Restate every record word for word, without the pictures.

[Image-grounded pointing data]
______

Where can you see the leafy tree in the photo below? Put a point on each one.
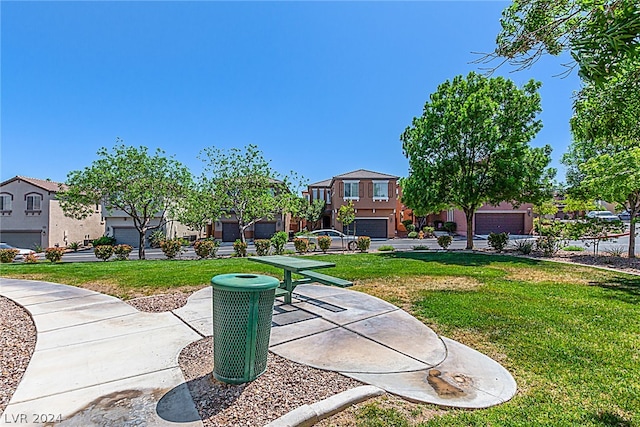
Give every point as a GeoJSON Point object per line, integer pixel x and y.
{"type": "Point", "coordinates": [129, 179]}
{"type": "Point", "coordinates": [244, 184]}
{"type": "Point", "coordinates": [601, 35]}
{"type": "Point", "coordinates": [470, 147]}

______

# [Answer space]
Where can you see the leafy tree in the photo below? Put a point on each one.
Give every point as a GeoJSON Point object per line, integer pixel x and y.
{"type": "Point", "coordinates": [129, 179]}
{"type": "Point", "coordinates": [244, 184]}
{"type": "Point", "coordinates": [601, 35]}
{"type": "Point", "coordinates": [470, 147]}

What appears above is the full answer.